— Begin THE DATA —
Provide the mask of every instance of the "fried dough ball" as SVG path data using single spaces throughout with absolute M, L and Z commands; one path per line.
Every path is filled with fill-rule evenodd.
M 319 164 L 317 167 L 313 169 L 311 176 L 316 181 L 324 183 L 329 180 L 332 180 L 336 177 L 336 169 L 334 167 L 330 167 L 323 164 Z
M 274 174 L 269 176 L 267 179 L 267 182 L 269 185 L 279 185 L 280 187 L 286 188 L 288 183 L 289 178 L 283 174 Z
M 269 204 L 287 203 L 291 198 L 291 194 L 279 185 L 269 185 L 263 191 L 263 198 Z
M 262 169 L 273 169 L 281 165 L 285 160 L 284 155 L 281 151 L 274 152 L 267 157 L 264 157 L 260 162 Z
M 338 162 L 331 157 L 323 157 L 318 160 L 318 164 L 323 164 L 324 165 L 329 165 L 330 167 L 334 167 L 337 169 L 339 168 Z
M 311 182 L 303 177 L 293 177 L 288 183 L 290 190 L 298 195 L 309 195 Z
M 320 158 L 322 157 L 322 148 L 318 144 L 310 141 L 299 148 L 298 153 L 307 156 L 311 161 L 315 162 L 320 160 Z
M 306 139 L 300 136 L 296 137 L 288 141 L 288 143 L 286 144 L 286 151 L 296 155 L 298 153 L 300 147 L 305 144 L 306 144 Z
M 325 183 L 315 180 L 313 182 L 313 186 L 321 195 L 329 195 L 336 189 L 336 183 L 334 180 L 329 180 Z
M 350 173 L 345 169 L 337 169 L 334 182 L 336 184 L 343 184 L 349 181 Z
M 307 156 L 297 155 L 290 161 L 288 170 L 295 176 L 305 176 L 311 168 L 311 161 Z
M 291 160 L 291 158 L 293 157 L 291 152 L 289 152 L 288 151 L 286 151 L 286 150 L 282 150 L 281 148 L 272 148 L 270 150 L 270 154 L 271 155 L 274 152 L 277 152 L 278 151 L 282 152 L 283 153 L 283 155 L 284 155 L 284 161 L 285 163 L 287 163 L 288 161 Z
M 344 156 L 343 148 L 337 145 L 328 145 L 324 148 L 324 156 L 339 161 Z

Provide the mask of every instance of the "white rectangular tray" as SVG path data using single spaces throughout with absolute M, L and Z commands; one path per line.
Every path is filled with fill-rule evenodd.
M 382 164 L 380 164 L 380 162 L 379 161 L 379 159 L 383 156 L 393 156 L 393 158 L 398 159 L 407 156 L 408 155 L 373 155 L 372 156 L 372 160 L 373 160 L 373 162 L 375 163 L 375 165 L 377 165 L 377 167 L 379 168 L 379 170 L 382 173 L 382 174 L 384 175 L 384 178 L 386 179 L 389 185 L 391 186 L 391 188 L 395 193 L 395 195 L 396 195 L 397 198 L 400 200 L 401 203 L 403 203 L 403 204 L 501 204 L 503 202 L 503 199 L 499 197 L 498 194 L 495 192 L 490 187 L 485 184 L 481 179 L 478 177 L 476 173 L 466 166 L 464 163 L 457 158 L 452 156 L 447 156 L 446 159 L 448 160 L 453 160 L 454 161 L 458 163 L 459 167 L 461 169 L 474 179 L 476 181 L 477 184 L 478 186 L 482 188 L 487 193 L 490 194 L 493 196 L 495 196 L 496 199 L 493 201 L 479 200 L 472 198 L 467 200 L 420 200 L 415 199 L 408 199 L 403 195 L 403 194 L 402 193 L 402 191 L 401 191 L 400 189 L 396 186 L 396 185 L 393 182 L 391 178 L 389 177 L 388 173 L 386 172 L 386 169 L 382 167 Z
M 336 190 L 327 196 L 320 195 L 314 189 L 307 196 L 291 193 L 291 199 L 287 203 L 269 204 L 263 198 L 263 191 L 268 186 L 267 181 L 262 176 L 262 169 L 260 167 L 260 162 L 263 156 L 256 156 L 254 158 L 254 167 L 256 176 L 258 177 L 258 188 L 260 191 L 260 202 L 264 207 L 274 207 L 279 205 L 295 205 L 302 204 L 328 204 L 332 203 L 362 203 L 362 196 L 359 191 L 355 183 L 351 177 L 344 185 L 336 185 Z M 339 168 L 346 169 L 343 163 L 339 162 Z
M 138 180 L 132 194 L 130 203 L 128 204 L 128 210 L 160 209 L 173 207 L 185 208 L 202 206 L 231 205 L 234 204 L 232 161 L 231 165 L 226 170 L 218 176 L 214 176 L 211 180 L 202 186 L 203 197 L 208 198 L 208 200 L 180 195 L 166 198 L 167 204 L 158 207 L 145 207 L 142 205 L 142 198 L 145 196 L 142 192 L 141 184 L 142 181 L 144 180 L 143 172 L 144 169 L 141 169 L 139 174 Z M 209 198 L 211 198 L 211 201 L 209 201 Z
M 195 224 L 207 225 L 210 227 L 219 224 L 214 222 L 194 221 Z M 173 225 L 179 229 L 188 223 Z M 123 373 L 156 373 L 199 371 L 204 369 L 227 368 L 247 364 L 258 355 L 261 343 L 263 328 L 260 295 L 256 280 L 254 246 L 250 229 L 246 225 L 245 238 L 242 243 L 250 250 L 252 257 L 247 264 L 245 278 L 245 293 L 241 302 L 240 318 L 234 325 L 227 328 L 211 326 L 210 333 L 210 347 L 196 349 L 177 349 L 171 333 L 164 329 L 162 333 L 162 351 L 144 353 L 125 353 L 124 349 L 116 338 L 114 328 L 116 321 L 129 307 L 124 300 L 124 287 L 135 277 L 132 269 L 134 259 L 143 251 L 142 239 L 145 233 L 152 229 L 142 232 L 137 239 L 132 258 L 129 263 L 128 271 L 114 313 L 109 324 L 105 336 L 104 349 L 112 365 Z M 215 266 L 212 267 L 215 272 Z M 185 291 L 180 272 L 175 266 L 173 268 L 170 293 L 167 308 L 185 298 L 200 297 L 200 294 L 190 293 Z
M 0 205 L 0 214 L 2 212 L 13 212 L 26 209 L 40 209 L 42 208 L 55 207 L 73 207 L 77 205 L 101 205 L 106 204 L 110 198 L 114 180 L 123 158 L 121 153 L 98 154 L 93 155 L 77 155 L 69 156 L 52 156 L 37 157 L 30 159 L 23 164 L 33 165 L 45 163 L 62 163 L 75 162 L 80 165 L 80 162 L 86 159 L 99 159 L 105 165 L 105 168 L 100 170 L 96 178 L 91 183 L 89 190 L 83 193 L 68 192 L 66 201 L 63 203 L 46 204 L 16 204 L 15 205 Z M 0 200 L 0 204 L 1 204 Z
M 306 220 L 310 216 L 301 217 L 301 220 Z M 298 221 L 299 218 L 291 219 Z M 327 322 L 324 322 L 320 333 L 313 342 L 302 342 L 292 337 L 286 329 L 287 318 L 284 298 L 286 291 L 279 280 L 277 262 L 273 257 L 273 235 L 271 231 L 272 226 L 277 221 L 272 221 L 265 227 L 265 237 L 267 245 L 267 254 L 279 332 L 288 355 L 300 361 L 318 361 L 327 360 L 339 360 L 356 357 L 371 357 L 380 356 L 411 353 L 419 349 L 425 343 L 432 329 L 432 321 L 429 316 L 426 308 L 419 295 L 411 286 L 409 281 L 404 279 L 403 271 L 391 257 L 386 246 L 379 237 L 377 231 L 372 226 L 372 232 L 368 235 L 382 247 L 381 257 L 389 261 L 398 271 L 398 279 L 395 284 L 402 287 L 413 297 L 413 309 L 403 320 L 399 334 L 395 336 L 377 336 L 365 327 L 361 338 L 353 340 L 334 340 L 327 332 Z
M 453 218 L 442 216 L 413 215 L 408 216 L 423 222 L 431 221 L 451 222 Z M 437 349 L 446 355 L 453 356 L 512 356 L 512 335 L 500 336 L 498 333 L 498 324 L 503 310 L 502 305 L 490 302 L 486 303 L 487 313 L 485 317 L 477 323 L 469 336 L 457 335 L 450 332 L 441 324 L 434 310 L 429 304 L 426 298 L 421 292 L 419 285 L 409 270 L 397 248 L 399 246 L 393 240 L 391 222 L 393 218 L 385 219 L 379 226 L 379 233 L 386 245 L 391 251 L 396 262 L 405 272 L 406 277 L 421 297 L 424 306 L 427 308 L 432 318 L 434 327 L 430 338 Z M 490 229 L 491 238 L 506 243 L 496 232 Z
— End THE DATA —
How many lines in the records contain the string "throughout"? Reply with the number alone.

2